Arrivo lunedì in ospedale accompagnata dal marito e aspetto che mi ricoverino e inizino il primo ciclo di prostaglandine… per tutto il lunedì (dalle 9.30 alle 22.00) mi somministrano le candelette di farmaco ogni 3 ore e io inizio a stare veramente male. Come mi ha spiegato un’amica medico, le prostaglandine sono delle sostanze prodotte dal corpo umano durante un’infezione (assumere un’aspirina blocca la loro produzione): sono delle schifezze cui purtroppo non hanno ancora trovato alternative. Tra i fantastici effetti collaterali, oltre alle desiderate contrazioni uterine, io ho provato cefalea, nausea&vomito, diarrea, stanchezza e febbre con brividi, sintomi che mi hanno demolito ancora prima dell’inizio del travaglio.
Nonostante non sia mai stata sola durante la giornata (a mio marito si sono alternati mia mamma, mia zia, mia nonna e mio papà) è stato durissimo… il terrore più grande è stato che il primo ciclo di prostaglandine non facesse effetto e che dovessi rimanere oltre in ospedale per ri-iniziare nuovamente la tortura. Fortunatamente no… A distanza di 5 ore dall’ultimo ovulo, alle 3 di notte inizia finalmente il travaglio.
Per quanto fosse un parto a metà, il dolore è stato tremendo… Continuavo a chiedere antidolorifici, che più di tanto non hanno fatto ed a causa di un piccolo ritardo nella somministrazione ho avuto circa 20 minuti di contrazioni ‘nature’, ovvero 40 secondi di dolore atroce ripetuto ogni 2 minuti.
Alle 5 l’ultimo analgesico fa effetto e mi ritrovo a sprofondare in un sonno farmacologico fino alle 6.30-7.00. Le contrazioni si sono calmate, ma sta volta vedo finalmente del sangue. Chiamo l’ostetrica che mi controlla e mi dice di fare pipì… a fatica riesco a sedermi sulla sedia di fianco al letto dove mi avevano posato la padella e oltre all’urina inizio il vero e proprio parto.

= = = = =

(Azioni richieste)
1 - Trascrivi dal testo di origine il passo che si apre con le parole contenenti "Alle 5 l’ultimo" e termina con "e proprio parto.".
2 - Elenca tutti i familiari che, secondo il testo di origine, si sono alternati al marito durante la giornata.

= = = = =

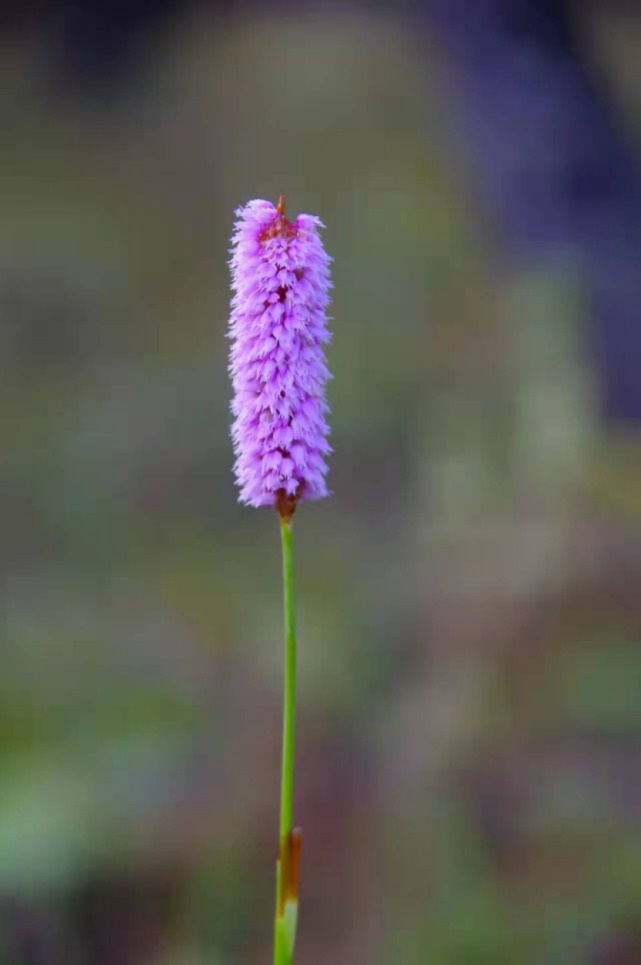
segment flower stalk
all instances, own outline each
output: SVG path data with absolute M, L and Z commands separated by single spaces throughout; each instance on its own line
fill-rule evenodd
M 328 495 L 331 451 L 324 346 L 331 259 L 322 222 L 285 215 L 285 199 L 250 201 L 236 212 L 229 336 L 234 472 L 240 501 L 274 506 L 280 517 L 285 622 L 280 841 L 276 867 L 274 965 L 291 965 L 298 918 L 302 834 L 293 826 L 296 623 L 293 516 L 300 502 Z
M 281 510 L 282 513 L 282 510 Z M 280 791 L 280 848 L 276 867 L 274 965 L 293 961 L 298 918 L 298 871 L 302 833 L 293 828 L 296 732 L 296 617 L 294 611 L 294 533 L 291 517 L 280 517 L 283 551 L 285 673 Z

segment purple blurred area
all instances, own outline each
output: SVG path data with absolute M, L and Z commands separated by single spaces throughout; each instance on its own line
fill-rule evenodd
M 641 6 L 7 0 L 0 965 L 271 958 L 234 209 L 333 255 L 297 965 L 641 962 Z

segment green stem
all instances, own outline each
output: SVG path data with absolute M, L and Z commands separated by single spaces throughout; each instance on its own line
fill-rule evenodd
M 283 748 L 280 788 L 280 855 L 285 853 L 293 829 L 294 809 L 294 736 L 296 715 L 296 624 L 294 615 L 294 547 L 292 520 L 281 517 L 283 549 L 283 602 L 285 617 L 285 681 L 283 694 Z M 287 941 L 287 929 L 280 909 L 279 891 L 285 886 L 285 868 L 279 864 L 276 922 L 274 932 L 274 965 L 291 965 L 293 953 Z

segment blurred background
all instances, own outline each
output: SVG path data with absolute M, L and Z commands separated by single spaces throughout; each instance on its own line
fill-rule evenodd
M 334 256 L 297 963 L 641 962 L 641 5 L 4 0 L 0 962 L 271 961 L 234 209 Z

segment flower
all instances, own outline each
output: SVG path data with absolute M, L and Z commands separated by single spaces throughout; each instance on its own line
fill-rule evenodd
M 250 201 L 236 212 L 229 368 L 240 501 L 291 516 L 299 501 L 328 495 L 331 282 L 322 222 L 288 221 L 284 209 L 281 195 L 278 207 Z

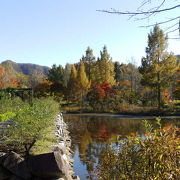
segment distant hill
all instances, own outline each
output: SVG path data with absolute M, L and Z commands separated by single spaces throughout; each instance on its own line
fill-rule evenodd
M 3 61 L 1 65 L 3 66 L 6 63 L 11 63 L 15 71 L 21 72 L 26 75 L 31 74 L 33 71 L 39 71 L 39 72 L 42 72 L 43 74 L 48 74 L 48 71 L 50 69 L 47 66 L 41 66 L 37 64 L 31 64 L 31 63 L 16 63 L 11 60 Z
M 176 55 L 176 57 L 177 57 L 178 59 L 180 59 L 180 54 Z

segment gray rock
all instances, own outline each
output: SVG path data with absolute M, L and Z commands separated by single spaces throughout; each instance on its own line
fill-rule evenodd
M 60 178 L 66 174 L 59 152 L 32 156 L 27 164 L 31 173 L 40 178 Z
M 0 166 L 0 179 L 1 180 L 7 180 L 11 177 L 11 175 L 12 174 L 9 171 L 7 171 L 5 168 Z
M 19 178 L 27 180 L 31 178 L 31 173 L 27 168 L 26 161 L 24 161 L 24 159 L 22 159 L 21 156 L 15 152 L 10 152 L 9 154 L 5 155 L 2 165 Z

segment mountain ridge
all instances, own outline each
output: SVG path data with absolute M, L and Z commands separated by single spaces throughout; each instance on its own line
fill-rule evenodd
M 5 66 L 8 63 L 12 64 L 12 67 L 15 71 L 21 72 L 25 75 L 30 75 L 32 74 L 33 71 L 39 71 L 47 75 L 50 70 L 48 66 L 42 66 L 42 65 L 33 64 L 33 63 L 16 63 L 12 60 L 5 60 L 1 62 L 0 65 Z

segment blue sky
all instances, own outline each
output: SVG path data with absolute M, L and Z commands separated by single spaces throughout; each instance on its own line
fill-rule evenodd
M 179 3 L 167 0 L 167 7 L 172 1 Z M 151 28 L 138 26 L 178 16 L 178 10 L 144 21 L 96 11 L 135 10 L 138 2 L 142 0 L 0 0 L 0 62 L 64 66 L 78 62 L 88 46 L 97 57 L 106 45 L 113 61 L 134 58 L 140 65 Z M 180 41 L 170 40 L 169 51 L 180 54 Z

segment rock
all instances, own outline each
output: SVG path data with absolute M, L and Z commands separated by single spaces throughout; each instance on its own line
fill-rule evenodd
M 31 173 L 27 168 L 27 164 L 21 156 L 15 152 L 10 152 L 2 157 L 2 166 L 19 178 L 30 179 Z
M 17 166 L 17 164 L 23 161 L 21 156 L 13 151 L 3 156 L 3 159 L 4 160 L 3 160 L 2 165 L 8 170 Z
M 1 179 L 1 180 L 10 179 L 11 175 L 12 175 L 12 174 L 11 174 L 9 171 L 7 171 L 5 168 L 3 168 L 2 166 L 0 166 L 0 179 Z
M 27 163 L 31 173 L 41 178 L 64 177 L 67 171 L 60 152 L 32 156 Z

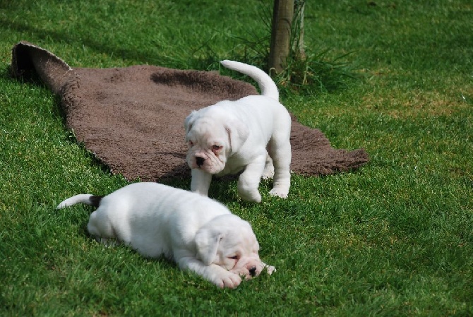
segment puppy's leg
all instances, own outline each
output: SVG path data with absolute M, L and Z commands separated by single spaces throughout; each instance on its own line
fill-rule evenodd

= = = = =

(Risposte fornite)
1 -
Alle 5 l’ultimo analgesico fa effetto e mi ritrovo a sprofondare in un sonno farmacologico fino alle 6.30-7.00. Le contrazioni si sono calmate, ma sta volta vedo finalmente del sangue. Chiamo l’ostetrica che mi controlla e mi dice di fare pipì… a fatica riesco a sedermi sulla sedia di fianco al letto dove mi avevano posato la padella e oltre all’urina inizio il vero e proprio parto.

2 - La mamma, la zia, la nonna e il papà.